**SET TASK**
Turn every line of the rows below into a JSON list of strings, one string per line, skipping blank lines. Leave the pictures out.
[RECORDS SUPPLIED start]
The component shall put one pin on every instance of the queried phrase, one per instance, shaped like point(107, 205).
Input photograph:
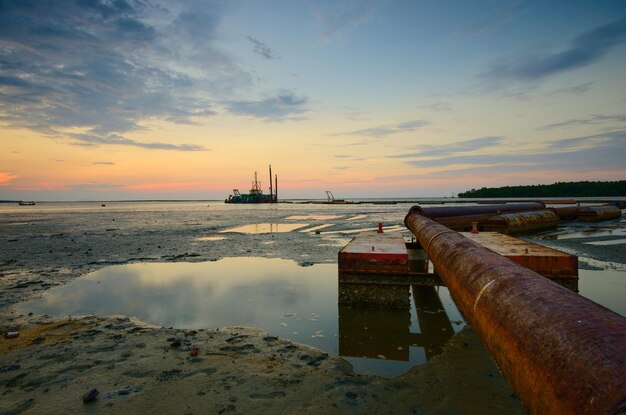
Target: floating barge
point(255, 194)
point(373, 267)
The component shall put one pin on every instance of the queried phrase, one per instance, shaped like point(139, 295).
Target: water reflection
point(256, 228)
point(298, 303)
point(590, 233)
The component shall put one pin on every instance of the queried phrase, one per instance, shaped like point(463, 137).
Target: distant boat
point(255, 195)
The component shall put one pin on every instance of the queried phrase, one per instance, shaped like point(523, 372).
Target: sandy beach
point(137, 367)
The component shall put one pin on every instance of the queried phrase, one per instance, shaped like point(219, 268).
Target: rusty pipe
point(561, 353)
point(492, 209)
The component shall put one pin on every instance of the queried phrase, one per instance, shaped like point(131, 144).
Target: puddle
point(591, 233)
point(357, 217)
point(314, 217)
point(298, 303)
point(610, 242)
point(210, 238)
point(316, 228)
point(605, 287)
point(395, 228)
point(257, 228)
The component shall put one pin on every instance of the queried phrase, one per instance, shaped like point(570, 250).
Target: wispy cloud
point(504, 13)
point(107, 66)
point(339, 18)
point(448, 150)
point(262, 49)
point(115, 139)
point(605, 151)
point(572, 90)
point(593, 120)
point(437, 107)
point(584, 50)
point(385, 130)
point(278, 108)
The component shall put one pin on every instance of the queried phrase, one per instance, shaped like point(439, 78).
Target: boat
point(255, 194)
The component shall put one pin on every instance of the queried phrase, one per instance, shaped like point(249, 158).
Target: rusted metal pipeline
point(597, 213)
point(461, 217)
point(561, 353)
point(519, 222)
point(440, 212)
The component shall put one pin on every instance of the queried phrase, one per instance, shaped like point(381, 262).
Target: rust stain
point(561, 353)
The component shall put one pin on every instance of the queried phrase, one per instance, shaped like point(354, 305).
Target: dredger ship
point(255, 194)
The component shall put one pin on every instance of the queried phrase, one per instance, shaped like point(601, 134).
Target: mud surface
point(137, 369)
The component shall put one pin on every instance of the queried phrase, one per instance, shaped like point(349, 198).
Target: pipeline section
point(561, 353)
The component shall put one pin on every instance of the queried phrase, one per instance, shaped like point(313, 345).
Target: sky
point(175, 99)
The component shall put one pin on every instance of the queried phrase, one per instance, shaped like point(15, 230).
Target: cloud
point(572, 90)
point(109, 66)
point(447, 150)
point(262, 49)
point(339, 18)
point(281, 107)
point(607, 150)
point(584, 50)
point(385, 130)
point(6, 178)
point(437, 107)
point(115, 139)
point(503, 14)
point(98, 187)
point(593, 120)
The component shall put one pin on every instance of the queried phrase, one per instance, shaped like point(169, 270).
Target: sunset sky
point(168, 99)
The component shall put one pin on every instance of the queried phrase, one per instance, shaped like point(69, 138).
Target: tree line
point(559, 189)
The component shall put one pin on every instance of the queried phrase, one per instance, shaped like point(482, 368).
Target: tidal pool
point(257, 228)
point(298, 303)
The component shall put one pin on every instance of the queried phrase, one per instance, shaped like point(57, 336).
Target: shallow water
point(299, 303)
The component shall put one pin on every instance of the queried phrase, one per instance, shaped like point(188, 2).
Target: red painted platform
point(373, 252)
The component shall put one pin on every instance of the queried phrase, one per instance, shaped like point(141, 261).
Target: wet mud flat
point(137, 369)
point(42, 248)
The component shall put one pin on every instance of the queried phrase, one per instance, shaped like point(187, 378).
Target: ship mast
point(256, 186)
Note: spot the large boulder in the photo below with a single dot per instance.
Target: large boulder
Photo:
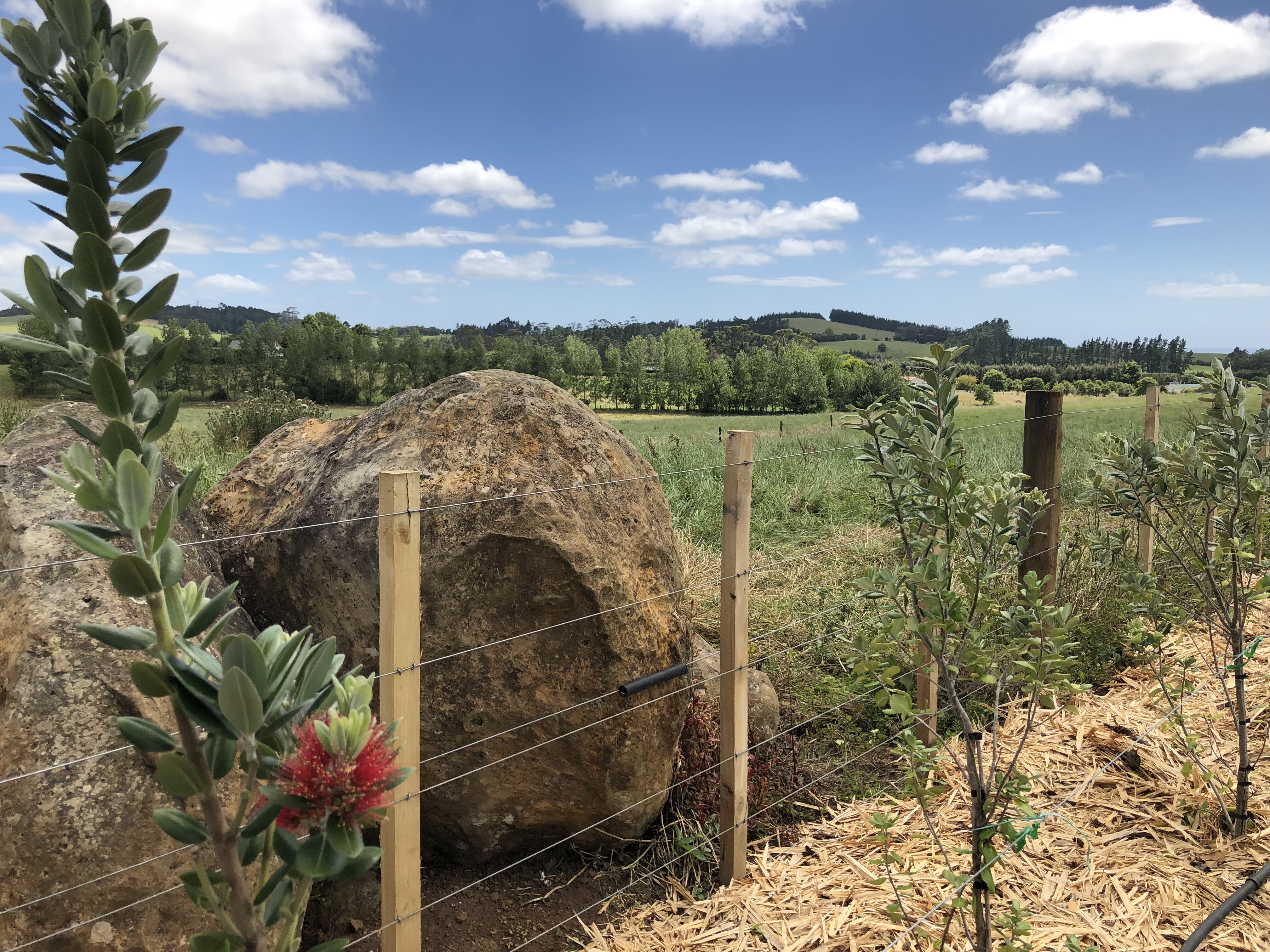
(60, 694)
(491, 572)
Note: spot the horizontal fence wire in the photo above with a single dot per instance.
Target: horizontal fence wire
(1047, 815)
(625, 809)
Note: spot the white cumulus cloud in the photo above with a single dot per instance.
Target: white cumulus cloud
(707, 22)
(220, 145)
(953, 151)
(1004, 191)
(491, 266)
(230, 282)
(728, 220)
(1088, 174)
(319, 267)
(1024, 275)
(453, 207)
(1253, 144)
(416, 277)
(1226, 286)
(256, 56)
(489, 184)
(615, 179)
(794, 281)
(430, 236)
(729, 179)
(1023, 107)
(1176, 45)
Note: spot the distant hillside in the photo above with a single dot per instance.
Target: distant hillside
(224, 319)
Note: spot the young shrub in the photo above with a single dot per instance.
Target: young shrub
(956, 602)
(996, 380)
(243, 426)
(312, 756)
(1206, 499)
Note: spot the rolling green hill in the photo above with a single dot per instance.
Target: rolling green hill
(812, 326)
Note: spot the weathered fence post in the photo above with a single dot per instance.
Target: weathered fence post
(735, 654)
(1151, 431)
(399, 700)
(1043, 465)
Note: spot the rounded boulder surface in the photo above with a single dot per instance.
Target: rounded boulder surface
(492, 572)
(60, 692)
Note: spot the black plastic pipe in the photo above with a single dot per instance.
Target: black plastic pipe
(652, 681)
(1254, 883)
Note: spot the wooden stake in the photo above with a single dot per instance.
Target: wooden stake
(928, 699)
(1151, 431)
(399, 700)
(1043, 465)
(735, 654)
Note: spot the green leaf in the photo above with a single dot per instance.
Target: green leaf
(86, 167)
(150, 680)
(347, 841)
(116, 439)
(143, 54)
(150, 304)
(97, 135)
(182, 827)
(134, 578)
(145, 173)
(242, 652)
(124, 639)
(360, 865)
(102, 329)
(75, 20)
(318, 858)
(103, 99)
(135, 492)
(28, 48)
(36, 346)
(172, 563)
(94, 263)
(220, 753)
(146, 211)
(49, 182)
(260, 823)
(204, 714)
(146, 252)
(241, 701)
(208, 614)
(69, 382)
(145, 735)
(143, 148)
(111, 389)
(86, 539)
(40, 286)
(145, 404)
(178, 776)
(86, 211)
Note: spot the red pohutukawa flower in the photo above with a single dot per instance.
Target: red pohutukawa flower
(352, 789)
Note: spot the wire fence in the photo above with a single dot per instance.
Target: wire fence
(694, 685)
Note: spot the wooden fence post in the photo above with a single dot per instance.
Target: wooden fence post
(1151, 431)
(735, 655)
(401, 568)
(1043, 465)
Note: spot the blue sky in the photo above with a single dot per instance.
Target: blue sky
(1078, 171)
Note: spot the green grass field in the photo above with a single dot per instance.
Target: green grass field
(813, 327)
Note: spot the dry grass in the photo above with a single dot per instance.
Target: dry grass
[RECORDS SUPPLIED end]
**FULL ANSWER**
[
  "The component shall put one pin on every instance of the queried phrase, one per instance, shaped like point(107, 205).",
  "Input photograph:",
  "Target: floating barge",
  "point(255, 194)",
  "point(373, 267)",
  "The component shall put one pin on every instance of the queried phrase, one per instance, shaped like point(139, 295).",
  "Target: water reflection",
  "point(256, 228)",
  "point(298, 303)",
  "point(590, 233)",
  "The component shall put one pin on every instance of the queried phrase, one per instance, shaped like point(463, 137).",
  "Target: distant boat",
  "point(255, 195)",
  "The component shall put one pin on every instance of the queried phrase, one per instance, shaped like point(523, 372).",
  "Target: sandy beach",
  "point(137, 367)",
  "The component shall put one pin on every instance of the queried phrase, one per instance, shaped like point(219, 268).",
  "Target: rusty pipe",
  "point(561, 353)",
  "point(492, 209)",
  "The component shall put one pin on every instance of the queried phrase, one per instance, shaped like point(131, 144).",
  "Target: puddle",
  "point(591, 233)",
  "point(357, 217)",
  "point(314, 217)",
  "point(298, 303)",
  "point(610, 242)",
  "point(210, 238)",
  "point(316, 228)",
  "point(605, 287)",
  "point(395, 228)",
  "point(257, 228)",
  "The component shall put one pin on every instance of the queried phrase, one per instance, shaped like point(570, 250).",
  "Target: wispy cloud",
  "point(504, 13)",
  "point(107, 66)",
  "point(339, 18)",
  "point(448, 150)",
  "point(262, 49)",
  "point(115, 139)",
  "point(605, 151)",
  "point(572, 90)",
  "point(593, 120)",
  "point(437, 107)",
  "point(584, 50)",
  "point(385, 130)",
  "point(278, 108)",
  "The component shall put one pin on every instance of the queried phrase, one per instance, shaped like point(439, 78).",
  "Target: boat",
  "point(255, 194)",
  "The component shall put one pin on every instance of the queried phrase, one per instance, shaped like point(249, 158).",
  "Target: rusted metal pipeline",
  "point(597, 213)",
  "point(461, 217)",
  "point(561, 353)",
  "point(519, 222)",
  "point(440, 212)",
  "The component shall put one pin on every instance of the queried phrase, one per instance, shaped like point(381, 262).",
  "Target: rust stain",
  "point(561, 353)",
  "The component shall put one pin on every instance of the queried phrase, one per instance, shaped like point(354, 305).",
  "Target: dredger ship",
  "point(255, 194)",
  "The component shall put one pin on every instance of the queried phrase, one per instance, shaped like point(601, 134).",
  "Target: mud surface",
  "point(137, 369)",
  "The component shall put one pin on every instance of the queried phrase, one per instance, shaped like point(349, 198).",
  "Target: pipeline section",
  "point(561, 353)",
  "The component shall put one pin on every instance of the queried phrase, one per instance, shaped like point(313, 345).",
  "Target: sky",
  "point(175, 99)",
  "The component shall put one pin on every instance of the queried phrase, one per instance, shaped like point(15, 230).",
  "Target: cloud",
  "point(572, 90)",
  "point(109, 66)",
  "point(447, 150)",
  "point(262, 49)",
  "point(339, 18)",
  "point(281, 107)",
  "point(607, 150)",
  "point(584, 50)",
  "point(385, 130)",
  "point(6, 178)",
  "point(437, 107)",
  "point(115, 139)",
  "point(503, 14)",
  "point(98, 187)",
  "point(593, 120)",
  "The component shall put one pin on every instance of the queried phrase, one per instance, shaped like point(169, 270).",
  "Target: sunset sky",
  "point(168, 99)",
  "The component shall put one pin on every instance of the queried phrase, one per instance, shaped like point(69, 138).",
  "Target: tree line",
  "point(559, 189)",
  "The component shall put one pin on every instance of the queried phrase, one per instance, shaped like point(482, 368).",
  "Target: tidal pool",
  "point(257, 228)",
  "point(298, 303)",
  "The component shall put one pin on every instance of the queried phrase, one per instance, shaped like point(57, 336).",
  "Target: shallow water",
  "point(299, 303)",
  "The component shall put one pin on every instance of the queried phrase, one per instance, shaped like point(188, 2).",
  "Target: red painted platform",
  "point(373, 252)",
  "The component shall put one pin on every instance of the queried phrase, one per instance, shaped like point(141, 261).",
  "Target: wet mud flat",
  "point(137, 369)",
  "point(42, 248)",
  "The component shall put one pin on every instance of the queried phrase, one per instance, shaped like point(187, 378).",
  "Target: ship mast",
  "point(256, 186)",
  "Note: spot the large boulder in the photo below with a single dot per instance.",
  "Target: large boulder",
  "Photo:",
  "(60, 694)",
  "(491, 572)",
  "Note: spot the horizontal fence wire in the photo above with a single dot per instance.",
  "Target: horizontal fence wire",
  "(1047, 815)",
  "(625, 809)",
  "Note: spot the white cumulus cloud in the photo above with a single dot per instance.",
  "Target: white cumulus cloud",
  "(707, 22)",
  "(220, 145)",
  "(953, 151)",
  "(1004, 191)",
  "(491, 266)",
  "(230, 282)",
  "(728, 220)",
  "(1088, 174)",
  "(319, 267)",
  "(1024, 275)",
  "(453, 207)",
  "(1253, 144)",
  "(416, 277)",
  "(1226, 286)",
  "(256, 56)",
  "(489, 184)",
  "(615, 179)",
  "(794, 281)",
  "(430, 236)",
  "(729, 179)",
  "(1023, 107)",
  "(1176, 45)",
  "Note: spot the distant hillside in the photo above with a single dot per instance.",
  "Target: distant hillside",
  "(224, 319)",
  "Note: spot the young shrub in the photo above with a single dot per instance.",
  "Target: young shrub",
  "(956, 602)",
  "(996, 380)",
  "(243, 426)",
  "(312, 756)",
  "(1206, 499)",
  "Note: spot the rolling green hill in the photo above with a single dot per instance.",
  "Target: rolling green hill",
  "(812, 326)",
  "Note: spot the weathered fence post in the photo above with a single dot per instance.",
  "Target: weathered fence post",
  "(735, 654)",
  "(1151, 431)",
  "(399, 700)",
  "(1043, 465)",
  "Note: spot the rounded boulder surface in the photo above with a single dot per instance.",
  "Target: rounded boulder surface",
  "(492, 572)",
  "(60, 692)",
  "Note: spot the black plastic pipe in the photo above with a single dot per instance.",
  "Target: black plastic pipe",
  "(652, 681)",
  "(1254, 883)",
  "Note: spot the wooden stake in the photo above with a single dot per instance.",
  "Target: wooden stake",
  "(928, 699)",
  "(1151, 431)",
  "(399, 700)",
  "(1043, 465)",
  "(735, 654)",
  "Note: spot the green leaf in the photo above with a single dot per instance.",
  "Target: green leaf",
  "(86, 167)",
  "(150, 680)",
  "(347, 841)",
  "(116, 439)",
  "(143, 54)",
  "(150, 304)",
  "(97, 135)",
  "(182, 827)",
  "(134, 578)",
  "(145, 173)",
  "(242, 652)",
  "(124, 639)",
  "(360, 865)",
  "(102, 329)",
  "(75, 20)",
  "(318, 858)",
  "(103, 99)",
  "(135, 492)",
  "(28, 48)",
  "(36, 346)",
  "(172, 563)",
  "(94, 263)",
  "(220, 753)",
  "(146, 211)",
  "(49, 182)",
  "(260, 823)",
  "(204, 714)",
  "(146, 252)",
  "(241, 701)",
  "(208, 614)",
  "(69, 382)",
  "(145, 735)",
  "(143, 148)",
  "(111, 389)",
  "(86, 539)",
  "(40, 286)",
  "(145, 404)",
  "(178, 776)",
  "(86, 211)",
  "Note: spot the red pohutukawa flower in the photo above with a single dot per instance.",
  "Target: red pohutukawa flower",
  "(352, 789)",
  "Note: spot the wire fence in the photo above with a single dot per instance.",
  "Target: wire fence",
  "(694, 685)",
  "Note: spot the wooden fence post in the photo above with a single dot per instance.",
  "Target: wooden fence post",
  "(1151, 431)",
  "(735, 655)",
  "(401, 568)",
  "(1043, 465)",
  "Note: spot the blue sky in the photo above with a single dot per instance.",
  "Target: blue sky",
  "(1078, 171)",
  "Note: spot the green grass field in the photo above with a single dot per instance.",
  "Target: green grass field",
  "(813, 327)",
  "Note: spot the dry grass in the photo above with a single dot per instance.",
  "Target: dry grass"
]